GIVEN TASK: Output everything in the data from the line containing "Could you mark the region of every instance of the column?" down to the line containing "[(63, 13), (66, 13), (66, 6), (63, 5)]", both included, as a JSON list of strings with one string per line and no blank lines.

......

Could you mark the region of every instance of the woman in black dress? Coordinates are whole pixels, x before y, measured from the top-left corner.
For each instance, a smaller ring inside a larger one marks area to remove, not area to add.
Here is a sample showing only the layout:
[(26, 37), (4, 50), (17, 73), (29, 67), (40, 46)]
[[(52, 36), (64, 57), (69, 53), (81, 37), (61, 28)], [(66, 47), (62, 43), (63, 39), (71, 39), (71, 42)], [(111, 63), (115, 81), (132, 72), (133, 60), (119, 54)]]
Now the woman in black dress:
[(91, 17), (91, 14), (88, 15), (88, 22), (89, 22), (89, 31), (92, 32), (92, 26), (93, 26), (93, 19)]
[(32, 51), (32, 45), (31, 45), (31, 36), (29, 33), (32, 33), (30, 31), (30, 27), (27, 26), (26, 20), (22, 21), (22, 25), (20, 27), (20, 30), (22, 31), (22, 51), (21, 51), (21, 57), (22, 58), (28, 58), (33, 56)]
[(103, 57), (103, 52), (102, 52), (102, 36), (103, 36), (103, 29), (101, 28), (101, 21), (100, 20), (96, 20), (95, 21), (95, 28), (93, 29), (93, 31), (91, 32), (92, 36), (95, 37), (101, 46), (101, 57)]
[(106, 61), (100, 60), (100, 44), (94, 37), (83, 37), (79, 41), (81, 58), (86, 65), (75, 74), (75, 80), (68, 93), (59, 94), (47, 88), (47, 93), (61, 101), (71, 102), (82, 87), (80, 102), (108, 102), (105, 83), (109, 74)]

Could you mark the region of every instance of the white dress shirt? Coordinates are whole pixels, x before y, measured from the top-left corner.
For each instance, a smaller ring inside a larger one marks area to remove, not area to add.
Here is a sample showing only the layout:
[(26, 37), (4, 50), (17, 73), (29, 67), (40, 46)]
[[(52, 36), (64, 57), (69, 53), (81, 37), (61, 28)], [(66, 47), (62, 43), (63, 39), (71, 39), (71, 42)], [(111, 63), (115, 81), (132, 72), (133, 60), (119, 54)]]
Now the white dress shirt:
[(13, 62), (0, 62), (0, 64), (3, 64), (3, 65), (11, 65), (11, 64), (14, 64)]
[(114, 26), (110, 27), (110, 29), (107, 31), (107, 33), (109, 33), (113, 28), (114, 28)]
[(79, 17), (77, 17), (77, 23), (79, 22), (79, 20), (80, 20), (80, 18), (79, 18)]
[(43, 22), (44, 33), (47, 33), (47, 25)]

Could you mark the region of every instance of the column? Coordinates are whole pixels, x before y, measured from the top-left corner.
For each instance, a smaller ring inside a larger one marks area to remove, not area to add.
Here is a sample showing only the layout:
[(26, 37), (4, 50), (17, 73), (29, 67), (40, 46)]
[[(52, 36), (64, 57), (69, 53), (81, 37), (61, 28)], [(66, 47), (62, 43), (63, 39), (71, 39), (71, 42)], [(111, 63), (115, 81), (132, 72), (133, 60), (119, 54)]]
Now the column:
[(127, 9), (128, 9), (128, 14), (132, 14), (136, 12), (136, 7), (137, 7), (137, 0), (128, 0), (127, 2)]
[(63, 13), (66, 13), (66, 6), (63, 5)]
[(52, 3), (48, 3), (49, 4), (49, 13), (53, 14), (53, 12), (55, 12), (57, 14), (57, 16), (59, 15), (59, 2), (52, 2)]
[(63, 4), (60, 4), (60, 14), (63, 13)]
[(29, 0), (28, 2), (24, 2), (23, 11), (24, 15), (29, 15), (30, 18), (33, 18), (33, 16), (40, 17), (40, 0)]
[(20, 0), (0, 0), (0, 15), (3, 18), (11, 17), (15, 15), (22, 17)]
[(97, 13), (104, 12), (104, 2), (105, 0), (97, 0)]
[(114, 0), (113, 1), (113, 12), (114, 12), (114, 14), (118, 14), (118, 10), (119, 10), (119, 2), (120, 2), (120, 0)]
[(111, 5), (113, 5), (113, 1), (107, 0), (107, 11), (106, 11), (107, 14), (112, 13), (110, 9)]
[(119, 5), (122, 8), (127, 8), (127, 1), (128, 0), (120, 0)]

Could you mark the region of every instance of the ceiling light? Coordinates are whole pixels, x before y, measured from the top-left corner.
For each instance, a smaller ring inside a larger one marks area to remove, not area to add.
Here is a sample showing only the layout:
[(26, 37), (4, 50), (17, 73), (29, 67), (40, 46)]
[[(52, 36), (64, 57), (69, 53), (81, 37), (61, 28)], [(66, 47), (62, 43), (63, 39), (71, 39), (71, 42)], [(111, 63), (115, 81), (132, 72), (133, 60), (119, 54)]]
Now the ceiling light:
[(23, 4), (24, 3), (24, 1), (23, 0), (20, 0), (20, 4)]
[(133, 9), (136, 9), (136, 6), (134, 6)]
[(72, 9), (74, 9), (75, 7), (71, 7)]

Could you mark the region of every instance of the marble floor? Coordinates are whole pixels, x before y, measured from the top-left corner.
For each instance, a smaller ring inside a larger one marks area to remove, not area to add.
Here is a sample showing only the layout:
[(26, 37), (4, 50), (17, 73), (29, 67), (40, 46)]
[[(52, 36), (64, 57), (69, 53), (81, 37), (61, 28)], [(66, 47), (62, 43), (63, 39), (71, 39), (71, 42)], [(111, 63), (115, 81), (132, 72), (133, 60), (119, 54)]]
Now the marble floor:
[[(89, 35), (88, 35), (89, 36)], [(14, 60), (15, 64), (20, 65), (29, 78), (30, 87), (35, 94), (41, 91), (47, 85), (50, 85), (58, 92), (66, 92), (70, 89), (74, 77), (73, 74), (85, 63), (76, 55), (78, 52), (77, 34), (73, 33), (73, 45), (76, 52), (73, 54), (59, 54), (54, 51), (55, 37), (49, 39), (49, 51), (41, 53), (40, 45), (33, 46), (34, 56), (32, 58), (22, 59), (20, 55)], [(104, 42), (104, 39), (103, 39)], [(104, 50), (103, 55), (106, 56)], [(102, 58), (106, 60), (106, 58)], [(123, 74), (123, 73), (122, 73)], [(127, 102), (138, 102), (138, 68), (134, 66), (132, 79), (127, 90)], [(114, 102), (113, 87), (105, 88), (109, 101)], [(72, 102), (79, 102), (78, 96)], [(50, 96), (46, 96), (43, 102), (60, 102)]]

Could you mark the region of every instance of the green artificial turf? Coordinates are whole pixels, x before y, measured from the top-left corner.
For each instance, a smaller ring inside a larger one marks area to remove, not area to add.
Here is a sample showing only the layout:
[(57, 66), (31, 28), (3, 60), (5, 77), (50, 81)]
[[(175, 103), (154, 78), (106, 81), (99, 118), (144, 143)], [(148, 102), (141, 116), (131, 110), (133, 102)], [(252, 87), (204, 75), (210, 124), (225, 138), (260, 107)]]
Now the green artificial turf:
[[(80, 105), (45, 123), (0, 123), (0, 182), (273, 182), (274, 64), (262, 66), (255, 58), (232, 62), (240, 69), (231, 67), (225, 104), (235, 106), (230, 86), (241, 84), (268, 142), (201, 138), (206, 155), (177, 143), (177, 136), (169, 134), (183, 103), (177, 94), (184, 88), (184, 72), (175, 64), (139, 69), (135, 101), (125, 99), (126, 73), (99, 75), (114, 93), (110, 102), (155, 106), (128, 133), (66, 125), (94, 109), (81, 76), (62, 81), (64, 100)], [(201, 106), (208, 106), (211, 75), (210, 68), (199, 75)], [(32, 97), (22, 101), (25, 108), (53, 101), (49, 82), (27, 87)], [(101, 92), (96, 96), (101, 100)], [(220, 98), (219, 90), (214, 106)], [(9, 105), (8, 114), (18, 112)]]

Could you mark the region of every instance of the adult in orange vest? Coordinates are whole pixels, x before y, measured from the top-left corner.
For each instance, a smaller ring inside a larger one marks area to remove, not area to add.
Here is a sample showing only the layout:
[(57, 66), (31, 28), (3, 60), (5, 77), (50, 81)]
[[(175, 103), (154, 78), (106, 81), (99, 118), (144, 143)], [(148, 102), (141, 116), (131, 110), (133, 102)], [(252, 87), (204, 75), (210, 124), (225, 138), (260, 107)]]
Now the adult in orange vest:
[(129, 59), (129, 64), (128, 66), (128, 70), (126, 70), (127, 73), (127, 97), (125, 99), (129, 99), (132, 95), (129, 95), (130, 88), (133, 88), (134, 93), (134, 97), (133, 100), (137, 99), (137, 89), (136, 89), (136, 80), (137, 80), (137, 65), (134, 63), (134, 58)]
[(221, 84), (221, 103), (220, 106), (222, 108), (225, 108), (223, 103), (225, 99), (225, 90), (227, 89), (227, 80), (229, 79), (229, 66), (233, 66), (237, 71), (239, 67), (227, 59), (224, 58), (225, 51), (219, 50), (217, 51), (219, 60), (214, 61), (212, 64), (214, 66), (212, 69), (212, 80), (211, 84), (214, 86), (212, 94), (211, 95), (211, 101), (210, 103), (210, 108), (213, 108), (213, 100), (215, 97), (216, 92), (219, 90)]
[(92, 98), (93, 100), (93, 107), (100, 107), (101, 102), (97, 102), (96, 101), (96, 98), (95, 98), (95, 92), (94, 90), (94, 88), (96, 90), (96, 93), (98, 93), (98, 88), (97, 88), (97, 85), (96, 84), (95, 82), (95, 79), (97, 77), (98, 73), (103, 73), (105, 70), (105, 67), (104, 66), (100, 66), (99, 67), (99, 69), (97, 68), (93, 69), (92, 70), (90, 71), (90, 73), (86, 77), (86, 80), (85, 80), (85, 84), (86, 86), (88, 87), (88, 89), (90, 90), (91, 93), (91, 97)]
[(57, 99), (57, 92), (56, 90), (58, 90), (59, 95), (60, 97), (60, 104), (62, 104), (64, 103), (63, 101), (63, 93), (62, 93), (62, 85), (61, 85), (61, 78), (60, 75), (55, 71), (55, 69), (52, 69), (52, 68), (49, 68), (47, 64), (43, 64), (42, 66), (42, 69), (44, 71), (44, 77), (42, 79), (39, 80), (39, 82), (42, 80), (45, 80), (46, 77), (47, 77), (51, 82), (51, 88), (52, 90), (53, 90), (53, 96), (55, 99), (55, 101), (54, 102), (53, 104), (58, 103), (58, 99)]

......

TASK SOLUTION:
[
  "Could you mark the region of every instance of the column? Coordinates are whole pixels, x before y, measured from the top-left corner.",
  "For each instance, a smaller ring inside a larger one marks area to remove, not area to add.",
  "Here is a sample showing only the layout:",
  "[(26, 37), (4, 50), (17, 73), (29, 67), (40, 46)]",
  "[[(52, 36), (64, 57), (69, 53), (81, 37), (61, 28)], [(66, 47), (62, 43), (63, 39), (71, 39), (71, 42)], [(111, 63), (115, 81), (132, 72), (133, 60), (119, 54)]]",
  "Now the column:",
  "[(127, 9), (128, 9), (128, 14), (132, 14), (136, 12), (136, 7), (137, 7), (137, 0), (128, 0), (127, 2)]",
  "[(63, 13), (66, 13), (66, 6), (63, 5)]"
]